● **Your task**:
Among the lines below, tally those that hold "chair". Return the number and nothing more.

[Source data — start]

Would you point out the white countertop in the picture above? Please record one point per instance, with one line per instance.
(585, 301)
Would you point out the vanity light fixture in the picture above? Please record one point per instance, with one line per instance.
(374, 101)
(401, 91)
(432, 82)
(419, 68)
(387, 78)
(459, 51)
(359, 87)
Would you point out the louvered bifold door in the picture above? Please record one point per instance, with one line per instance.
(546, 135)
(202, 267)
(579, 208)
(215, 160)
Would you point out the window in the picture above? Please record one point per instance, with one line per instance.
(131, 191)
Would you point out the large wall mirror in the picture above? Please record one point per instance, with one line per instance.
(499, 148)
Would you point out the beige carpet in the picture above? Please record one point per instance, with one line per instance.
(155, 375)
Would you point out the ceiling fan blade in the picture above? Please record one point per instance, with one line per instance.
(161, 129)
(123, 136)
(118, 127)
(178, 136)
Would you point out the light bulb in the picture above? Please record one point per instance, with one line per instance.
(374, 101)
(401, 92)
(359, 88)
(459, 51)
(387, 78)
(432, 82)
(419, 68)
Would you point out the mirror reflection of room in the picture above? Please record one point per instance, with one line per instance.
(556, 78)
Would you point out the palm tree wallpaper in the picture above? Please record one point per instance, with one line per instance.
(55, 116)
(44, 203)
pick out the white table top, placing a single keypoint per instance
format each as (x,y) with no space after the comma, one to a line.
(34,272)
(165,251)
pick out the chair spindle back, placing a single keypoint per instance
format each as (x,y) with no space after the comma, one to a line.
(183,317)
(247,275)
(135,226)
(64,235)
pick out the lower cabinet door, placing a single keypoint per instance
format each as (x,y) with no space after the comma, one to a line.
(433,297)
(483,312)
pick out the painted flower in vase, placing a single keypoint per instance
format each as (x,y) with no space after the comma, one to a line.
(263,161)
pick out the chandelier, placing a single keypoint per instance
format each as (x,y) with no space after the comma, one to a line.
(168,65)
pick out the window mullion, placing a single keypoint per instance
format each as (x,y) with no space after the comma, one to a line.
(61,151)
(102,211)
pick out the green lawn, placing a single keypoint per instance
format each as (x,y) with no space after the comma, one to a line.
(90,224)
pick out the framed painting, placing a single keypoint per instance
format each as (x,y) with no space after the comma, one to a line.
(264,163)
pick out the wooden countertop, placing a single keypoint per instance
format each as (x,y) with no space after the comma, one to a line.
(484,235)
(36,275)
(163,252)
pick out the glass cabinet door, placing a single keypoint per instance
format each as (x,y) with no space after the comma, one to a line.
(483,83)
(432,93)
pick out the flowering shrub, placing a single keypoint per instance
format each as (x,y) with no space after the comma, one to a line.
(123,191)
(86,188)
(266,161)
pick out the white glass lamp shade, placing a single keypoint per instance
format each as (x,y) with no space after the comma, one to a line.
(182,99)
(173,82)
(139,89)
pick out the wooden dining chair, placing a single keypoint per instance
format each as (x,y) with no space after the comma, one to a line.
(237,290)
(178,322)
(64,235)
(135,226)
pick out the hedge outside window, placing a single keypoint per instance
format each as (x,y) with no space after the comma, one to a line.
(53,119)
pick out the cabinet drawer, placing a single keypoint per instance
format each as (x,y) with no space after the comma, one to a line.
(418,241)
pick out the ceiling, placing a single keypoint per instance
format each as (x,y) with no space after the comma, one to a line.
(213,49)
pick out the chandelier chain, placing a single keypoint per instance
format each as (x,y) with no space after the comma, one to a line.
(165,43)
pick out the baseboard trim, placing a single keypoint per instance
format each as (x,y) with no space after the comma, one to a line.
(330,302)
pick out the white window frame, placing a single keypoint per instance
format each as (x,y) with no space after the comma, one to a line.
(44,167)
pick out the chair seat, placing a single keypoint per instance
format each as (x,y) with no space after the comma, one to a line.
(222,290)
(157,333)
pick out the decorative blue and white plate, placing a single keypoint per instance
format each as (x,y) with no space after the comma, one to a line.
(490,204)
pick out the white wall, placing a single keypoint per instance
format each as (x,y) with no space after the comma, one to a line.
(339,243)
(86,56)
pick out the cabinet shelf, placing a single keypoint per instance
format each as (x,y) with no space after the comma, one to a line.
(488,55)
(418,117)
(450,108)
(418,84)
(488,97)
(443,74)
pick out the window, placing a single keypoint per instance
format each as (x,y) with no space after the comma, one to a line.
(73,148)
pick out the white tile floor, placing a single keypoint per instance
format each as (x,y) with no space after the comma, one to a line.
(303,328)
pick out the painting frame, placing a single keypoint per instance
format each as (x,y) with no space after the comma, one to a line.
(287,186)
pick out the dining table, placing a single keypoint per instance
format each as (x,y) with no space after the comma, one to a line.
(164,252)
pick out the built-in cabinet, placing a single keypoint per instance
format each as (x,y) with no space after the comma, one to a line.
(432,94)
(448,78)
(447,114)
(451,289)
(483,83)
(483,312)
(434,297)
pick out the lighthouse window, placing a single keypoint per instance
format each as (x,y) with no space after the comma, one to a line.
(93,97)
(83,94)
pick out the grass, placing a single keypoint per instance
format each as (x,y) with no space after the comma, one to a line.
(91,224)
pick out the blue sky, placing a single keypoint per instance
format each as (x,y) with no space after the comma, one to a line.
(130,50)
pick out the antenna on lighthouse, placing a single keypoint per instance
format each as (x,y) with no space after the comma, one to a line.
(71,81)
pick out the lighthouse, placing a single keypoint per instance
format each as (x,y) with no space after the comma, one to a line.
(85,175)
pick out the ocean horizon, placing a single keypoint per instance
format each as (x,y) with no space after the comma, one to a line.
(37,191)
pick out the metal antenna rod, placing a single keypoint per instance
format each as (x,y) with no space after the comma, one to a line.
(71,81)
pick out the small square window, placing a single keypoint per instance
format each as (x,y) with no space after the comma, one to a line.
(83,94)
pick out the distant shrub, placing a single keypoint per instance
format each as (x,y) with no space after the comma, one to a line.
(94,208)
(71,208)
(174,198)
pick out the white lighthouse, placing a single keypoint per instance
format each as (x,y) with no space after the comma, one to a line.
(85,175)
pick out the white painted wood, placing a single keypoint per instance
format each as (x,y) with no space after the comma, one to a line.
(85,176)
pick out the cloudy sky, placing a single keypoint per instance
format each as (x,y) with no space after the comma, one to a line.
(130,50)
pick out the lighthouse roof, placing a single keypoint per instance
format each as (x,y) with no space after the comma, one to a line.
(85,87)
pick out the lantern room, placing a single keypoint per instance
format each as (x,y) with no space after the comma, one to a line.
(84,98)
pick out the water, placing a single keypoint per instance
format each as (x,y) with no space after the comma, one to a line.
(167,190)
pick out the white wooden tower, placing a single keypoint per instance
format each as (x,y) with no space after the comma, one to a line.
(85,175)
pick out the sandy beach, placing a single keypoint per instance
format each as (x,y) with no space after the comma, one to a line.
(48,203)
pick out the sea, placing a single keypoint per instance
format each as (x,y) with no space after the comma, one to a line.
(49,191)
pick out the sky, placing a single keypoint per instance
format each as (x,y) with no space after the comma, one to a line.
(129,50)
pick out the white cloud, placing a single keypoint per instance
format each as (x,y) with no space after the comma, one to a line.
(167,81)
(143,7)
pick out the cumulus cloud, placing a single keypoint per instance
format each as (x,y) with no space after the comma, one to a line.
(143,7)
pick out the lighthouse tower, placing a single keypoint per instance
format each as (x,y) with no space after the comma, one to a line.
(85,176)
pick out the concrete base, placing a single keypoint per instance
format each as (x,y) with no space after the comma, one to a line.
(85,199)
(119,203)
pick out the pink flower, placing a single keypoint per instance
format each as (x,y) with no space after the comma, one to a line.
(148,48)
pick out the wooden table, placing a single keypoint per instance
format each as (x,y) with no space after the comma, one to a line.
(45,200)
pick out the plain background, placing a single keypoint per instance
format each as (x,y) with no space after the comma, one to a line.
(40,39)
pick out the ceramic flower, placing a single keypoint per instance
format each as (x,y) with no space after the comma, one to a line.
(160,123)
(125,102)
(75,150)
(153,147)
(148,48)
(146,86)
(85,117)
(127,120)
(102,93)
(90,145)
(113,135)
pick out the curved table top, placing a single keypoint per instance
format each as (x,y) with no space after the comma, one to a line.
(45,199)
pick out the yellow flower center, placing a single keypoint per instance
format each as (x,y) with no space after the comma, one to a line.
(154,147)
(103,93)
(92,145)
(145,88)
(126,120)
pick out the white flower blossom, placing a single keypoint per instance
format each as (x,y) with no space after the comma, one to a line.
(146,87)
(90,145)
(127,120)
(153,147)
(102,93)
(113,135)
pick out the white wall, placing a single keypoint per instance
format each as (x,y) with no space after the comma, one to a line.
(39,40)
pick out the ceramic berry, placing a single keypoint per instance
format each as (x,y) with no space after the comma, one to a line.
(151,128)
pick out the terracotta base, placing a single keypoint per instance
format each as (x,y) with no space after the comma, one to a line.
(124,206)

[Source data — finish]

● **Answer area**:
3